Instructions:
[a] In the passage on sleep and learning, which international journal published the findings of Philippe Peigneux and his colleagues?
[b] Update the passage on sleep and learning, starting with "Positron Emission Tomography" and going on through "sleep in memorizing.", with "humans" replaced by "people".
[c] Write what comes next in the passage on sleep and learning, picking up after its last sentence.

Exercise passage:
We already knew that sleeping helped to reinforce what we’ve learned. But today, a study at the ULg demonstrates for the first time that the brain doesn’t wait until night to structure information. Day and night, the brain doesn’t stop (re)working what we learn.

Positron Emission Tomography (PET-scan) studies carried out recently at the ULg Cyclotron Research Centre have revealed the reactivation of cerebral activity associated with learning new information in humans while they sleep. (1,2) This supports the hypothesis of the role of sleep in memorizing.

Taking advantage of the new opportunities offered by 3 Tesla’s functional Magnetic Resonance Imaging (fMRI)(*), Philippe Peigneux and his colleagues at the University of Liege published findings this week in the international journal PLoS Biology (3). Their study revealed for the first time a phenomenon that occurs during active waking that is similar to reactivation of the cerebral activity linked to learning.

Point localization data

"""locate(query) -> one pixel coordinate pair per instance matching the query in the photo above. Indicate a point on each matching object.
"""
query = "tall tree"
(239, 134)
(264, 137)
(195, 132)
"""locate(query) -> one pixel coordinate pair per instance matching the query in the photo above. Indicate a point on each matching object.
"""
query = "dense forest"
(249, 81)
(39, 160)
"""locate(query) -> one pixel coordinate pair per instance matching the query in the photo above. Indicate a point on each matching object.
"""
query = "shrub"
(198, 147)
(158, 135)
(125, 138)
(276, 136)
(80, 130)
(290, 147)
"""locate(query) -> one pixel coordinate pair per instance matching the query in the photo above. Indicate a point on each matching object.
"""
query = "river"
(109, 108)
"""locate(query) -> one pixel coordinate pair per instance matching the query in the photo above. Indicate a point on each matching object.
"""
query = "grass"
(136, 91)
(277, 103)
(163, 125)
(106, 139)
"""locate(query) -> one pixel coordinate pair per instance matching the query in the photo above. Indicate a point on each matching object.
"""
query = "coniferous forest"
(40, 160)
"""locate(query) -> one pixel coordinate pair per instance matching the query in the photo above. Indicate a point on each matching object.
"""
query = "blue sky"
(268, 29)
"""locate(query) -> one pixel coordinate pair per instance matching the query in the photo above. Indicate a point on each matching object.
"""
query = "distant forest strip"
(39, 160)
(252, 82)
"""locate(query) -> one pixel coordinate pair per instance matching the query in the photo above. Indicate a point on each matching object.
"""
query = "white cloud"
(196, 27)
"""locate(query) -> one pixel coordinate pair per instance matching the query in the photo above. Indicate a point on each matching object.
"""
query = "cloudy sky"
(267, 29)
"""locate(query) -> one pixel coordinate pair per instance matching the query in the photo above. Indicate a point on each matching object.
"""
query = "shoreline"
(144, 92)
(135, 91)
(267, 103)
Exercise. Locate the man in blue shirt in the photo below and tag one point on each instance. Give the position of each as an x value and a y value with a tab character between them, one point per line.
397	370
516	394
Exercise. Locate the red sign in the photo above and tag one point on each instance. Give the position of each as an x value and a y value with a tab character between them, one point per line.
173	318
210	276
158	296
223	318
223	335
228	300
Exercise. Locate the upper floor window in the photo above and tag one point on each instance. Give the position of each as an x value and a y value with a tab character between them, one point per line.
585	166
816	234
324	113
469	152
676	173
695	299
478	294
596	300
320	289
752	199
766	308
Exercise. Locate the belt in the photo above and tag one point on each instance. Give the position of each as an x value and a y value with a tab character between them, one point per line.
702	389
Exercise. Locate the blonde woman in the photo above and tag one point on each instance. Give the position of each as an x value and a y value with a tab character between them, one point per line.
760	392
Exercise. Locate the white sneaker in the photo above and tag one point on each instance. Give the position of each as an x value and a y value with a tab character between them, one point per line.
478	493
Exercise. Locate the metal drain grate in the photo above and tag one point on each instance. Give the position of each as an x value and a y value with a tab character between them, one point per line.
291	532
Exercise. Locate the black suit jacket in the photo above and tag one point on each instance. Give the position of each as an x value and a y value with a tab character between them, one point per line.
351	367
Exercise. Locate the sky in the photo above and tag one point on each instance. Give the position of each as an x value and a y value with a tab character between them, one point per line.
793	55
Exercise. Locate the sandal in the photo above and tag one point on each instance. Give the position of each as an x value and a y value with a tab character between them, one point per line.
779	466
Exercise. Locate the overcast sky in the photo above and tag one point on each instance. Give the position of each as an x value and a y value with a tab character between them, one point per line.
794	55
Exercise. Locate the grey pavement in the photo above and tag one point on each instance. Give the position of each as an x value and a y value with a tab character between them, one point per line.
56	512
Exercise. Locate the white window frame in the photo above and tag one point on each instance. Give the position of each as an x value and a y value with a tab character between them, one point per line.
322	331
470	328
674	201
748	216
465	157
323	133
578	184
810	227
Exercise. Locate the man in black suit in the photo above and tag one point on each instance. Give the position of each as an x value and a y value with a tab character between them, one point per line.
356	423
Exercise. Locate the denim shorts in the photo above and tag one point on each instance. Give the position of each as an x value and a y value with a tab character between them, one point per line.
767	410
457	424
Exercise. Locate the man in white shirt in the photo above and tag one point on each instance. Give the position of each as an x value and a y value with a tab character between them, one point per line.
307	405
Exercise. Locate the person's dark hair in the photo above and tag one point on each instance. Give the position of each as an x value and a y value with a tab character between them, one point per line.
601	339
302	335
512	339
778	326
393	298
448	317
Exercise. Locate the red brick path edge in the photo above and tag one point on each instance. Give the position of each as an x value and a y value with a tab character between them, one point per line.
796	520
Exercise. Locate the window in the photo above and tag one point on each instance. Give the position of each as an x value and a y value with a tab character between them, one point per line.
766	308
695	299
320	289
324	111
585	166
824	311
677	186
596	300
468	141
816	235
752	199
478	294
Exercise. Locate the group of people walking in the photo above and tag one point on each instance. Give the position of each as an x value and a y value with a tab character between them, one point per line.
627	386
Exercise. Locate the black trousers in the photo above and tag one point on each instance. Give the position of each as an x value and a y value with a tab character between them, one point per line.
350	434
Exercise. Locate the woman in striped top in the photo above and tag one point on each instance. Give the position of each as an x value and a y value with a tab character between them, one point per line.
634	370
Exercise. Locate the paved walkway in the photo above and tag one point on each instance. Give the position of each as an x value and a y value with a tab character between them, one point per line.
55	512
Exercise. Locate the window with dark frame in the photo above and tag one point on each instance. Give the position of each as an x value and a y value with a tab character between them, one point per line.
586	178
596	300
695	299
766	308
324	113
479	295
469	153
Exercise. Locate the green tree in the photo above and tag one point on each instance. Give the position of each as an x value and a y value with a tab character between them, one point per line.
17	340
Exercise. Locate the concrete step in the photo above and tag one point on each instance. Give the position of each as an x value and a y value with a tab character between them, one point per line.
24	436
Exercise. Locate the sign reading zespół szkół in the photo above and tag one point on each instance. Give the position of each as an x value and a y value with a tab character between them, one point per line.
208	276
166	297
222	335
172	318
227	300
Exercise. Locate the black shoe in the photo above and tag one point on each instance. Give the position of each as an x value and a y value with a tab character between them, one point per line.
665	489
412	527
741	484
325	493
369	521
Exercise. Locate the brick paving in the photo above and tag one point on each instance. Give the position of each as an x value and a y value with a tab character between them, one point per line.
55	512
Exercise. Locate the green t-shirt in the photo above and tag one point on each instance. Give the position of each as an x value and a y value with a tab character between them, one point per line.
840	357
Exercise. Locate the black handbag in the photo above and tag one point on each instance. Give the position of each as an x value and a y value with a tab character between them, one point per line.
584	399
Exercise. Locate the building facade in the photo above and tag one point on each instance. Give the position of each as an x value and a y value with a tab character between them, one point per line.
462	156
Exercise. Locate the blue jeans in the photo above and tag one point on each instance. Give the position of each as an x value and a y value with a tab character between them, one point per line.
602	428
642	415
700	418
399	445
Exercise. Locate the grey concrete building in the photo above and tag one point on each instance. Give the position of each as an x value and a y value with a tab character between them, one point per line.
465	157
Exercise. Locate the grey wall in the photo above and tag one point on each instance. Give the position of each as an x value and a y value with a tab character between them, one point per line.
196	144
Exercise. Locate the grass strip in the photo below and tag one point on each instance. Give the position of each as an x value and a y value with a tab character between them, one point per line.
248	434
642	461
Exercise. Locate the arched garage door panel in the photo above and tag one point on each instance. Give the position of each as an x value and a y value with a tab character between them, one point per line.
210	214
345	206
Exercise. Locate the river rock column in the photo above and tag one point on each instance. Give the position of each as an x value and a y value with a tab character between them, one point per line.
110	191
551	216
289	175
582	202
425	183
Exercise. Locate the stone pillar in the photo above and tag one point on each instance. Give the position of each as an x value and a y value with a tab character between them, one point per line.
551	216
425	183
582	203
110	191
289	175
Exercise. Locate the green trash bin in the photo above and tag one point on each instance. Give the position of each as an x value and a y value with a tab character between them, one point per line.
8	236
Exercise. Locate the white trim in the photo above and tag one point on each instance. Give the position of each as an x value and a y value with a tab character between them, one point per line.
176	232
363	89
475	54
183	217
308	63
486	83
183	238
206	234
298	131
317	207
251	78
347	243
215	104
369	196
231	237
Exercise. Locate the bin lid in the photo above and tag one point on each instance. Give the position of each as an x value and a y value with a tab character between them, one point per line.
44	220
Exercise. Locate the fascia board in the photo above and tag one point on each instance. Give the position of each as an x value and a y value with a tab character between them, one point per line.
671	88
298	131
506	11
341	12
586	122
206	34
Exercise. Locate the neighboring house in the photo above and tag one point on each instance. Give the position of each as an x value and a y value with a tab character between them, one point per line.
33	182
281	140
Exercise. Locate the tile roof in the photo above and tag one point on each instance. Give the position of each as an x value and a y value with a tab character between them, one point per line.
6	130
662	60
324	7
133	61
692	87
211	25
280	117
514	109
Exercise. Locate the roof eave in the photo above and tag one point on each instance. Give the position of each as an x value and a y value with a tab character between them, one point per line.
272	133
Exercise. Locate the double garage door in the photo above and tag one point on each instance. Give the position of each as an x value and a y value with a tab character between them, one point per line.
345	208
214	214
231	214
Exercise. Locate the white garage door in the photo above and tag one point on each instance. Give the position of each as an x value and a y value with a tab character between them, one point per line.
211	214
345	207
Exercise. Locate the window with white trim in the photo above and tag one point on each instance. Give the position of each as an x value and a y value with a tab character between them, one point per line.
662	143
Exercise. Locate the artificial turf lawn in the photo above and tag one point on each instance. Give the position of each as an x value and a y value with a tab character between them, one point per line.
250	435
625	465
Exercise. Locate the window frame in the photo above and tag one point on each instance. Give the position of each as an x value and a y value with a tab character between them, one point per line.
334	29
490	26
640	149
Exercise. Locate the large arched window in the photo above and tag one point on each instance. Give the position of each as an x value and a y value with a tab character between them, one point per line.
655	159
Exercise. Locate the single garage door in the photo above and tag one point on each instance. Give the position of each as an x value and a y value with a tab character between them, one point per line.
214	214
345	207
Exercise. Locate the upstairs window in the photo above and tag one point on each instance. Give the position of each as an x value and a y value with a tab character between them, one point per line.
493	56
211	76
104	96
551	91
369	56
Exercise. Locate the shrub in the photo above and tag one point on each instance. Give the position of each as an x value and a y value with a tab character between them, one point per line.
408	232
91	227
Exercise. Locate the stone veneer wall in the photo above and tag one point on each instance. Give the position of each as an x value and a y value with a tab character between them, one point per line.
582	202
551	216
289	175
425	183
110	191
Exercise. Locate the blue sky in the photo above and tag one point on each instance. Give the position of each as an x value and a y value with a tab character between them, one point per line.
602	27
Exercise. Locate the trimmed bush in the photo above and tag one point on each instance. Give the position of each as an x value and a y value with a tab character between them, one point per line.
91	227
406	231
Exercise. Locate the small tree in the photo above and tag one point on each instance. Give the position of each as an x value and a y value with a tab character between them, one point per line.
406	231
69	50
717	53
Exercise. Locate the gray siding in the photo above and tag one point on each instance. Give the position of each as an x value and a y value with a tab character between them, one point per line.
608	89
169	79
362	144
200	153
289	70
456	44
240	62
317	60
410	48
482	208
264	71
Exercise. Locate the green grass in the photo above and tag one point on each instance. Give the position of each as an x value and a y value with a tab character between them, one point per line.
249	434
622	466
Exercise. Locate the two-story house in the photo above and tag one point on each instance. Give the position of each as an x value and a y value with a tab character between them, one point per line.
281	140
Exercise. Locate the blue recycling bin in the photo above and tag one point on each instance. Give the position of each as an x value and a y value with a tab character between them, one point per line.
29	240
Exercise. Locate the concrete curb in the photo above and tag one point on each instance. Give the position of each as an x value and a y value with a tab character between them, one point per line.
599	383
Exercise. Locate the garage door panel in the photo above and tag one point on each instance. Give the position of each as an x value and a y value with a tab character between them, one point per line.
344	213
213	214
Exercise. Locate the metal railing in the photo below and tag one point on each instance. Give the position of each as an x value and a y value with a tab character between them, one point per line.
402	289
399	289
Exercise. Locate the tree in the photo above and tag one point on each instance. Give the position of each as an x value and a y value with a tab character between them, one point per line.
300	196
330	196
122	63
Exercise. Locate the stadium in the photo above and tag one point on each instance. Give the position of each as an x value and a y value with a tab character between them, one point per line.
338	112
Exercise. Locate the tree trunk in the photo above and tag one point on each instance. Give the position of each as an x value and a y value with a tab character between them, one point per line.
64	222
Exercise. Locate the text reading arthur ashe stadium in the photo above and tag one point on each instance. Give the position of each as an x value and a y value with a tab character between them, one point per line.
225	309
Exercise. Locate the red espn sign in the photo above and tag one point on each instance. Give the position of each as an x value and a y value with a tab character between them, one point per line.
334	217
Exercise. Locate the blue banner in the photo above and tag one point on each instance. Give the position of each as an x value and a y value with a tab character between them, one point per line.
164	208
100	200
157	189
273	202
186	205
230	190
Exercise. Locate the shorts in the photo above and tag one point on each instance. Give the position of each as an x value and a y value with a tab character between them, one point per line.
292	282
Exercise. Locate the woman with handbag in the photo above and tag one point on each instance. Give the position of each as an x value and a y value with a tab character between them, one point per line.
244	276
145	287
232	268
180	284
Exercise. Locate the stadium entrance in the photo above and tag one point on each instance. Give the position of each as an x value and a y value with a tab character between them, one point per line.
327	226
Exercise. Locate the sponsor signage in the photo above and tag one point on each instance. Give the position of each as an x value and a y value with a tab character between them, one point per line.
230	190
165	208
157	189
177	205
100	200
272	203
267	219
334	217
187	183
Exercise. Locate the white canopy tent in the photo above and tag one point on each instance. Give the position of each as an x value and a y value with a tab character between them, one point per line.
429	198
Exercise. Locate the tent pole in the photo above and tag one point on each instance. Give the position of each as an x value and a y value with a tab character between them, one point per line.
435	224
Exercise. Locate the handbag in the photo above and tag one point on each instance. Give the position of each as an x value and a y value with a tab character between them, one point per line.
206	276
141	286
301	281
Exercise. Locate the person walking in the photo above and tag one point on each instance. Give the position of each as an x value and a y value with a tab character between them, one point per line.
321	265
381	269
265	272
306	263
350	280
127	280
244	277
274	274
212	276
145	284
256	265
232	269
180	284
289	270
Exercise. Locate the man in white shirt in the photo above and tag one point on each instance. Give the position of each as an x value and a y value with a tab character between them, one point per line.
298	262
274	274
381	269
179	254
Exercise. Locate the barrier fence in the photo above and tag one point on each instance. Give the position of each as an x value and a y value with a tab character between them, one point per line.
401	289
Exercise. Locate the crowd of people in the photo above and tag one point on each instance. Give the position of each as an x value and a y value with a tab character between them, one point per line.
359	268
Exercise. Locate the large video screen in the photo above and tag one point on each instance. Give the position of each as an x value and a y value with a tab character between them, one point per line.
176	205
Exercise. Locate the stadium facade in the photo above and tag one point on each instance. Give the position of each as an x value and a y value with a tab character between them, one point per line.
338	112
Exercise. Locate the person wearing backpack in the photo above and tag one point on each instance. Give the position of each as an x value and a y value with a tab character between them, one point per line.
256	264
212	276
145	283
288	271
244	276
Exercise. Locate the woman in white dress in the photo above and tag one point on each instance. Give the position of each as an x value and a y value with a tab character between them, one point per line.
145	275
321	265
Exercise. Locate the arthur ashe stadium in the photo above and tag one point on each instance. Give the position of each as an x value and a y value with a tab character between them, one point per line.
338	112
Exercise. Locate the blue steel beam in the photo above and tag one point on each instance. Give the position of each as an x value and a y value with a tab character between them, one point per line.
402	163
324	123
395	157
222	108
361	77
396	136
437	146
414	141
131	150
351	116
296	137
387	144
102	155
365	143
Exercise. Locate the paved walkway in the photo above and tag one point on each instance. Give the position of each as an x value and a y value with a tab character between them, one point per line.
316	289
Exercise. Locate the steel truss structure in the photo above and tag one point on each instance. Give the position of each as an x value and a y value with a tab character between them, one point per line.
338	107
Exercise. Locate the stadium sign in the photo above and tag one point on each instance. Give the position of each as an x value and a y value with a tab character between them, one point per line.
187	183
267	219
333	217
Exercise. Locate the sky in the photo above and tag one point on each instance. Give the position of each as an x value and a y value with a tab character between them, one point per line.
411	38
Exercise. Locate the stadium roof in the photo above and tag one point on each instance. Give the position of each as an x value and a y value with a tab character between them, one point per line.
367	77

Numbered answers:
[a] PLoS Biology

[b]
Positron Emission Tomography (PET-scan) studies carried out recently at the ULg Cyclotron Research Centre have revealed the reactivation of cerebral activity associated with learning new information in people while they sleep. (1,2) This supports the hypothesis of the role of sleep in memorizing.

[c]
To arrive at this result, every half hour, they recorded (or scanned) the cerebral activity of volunteers while they performed a ten-minute auditive attention task, during two sessions spaced out over a few weeks. At each of these sessions, during the half hour between the first two scans of the attention task, the volunteer was given something new to learn. A third scan was then performed after a half-hour rest. During one of the two sessions, the learning consisted in the volunteer memorizing a route in a virtual city he or she was exploring on a computer. This spatial navigation task is known to be dependent on the hippocampus, a cerebral structure that plays a vital role in learning, and damage to which results in inability to memorize new facts (known as anterograde amnesia). The other session was devoted to acquisition by repetition (or procedural learning) of new visuomotor sequences. For this task, it is not necessary that the subject be aware of what he or she is learning, and its success depends mainly on the integrity of the striatum and the related motor regions.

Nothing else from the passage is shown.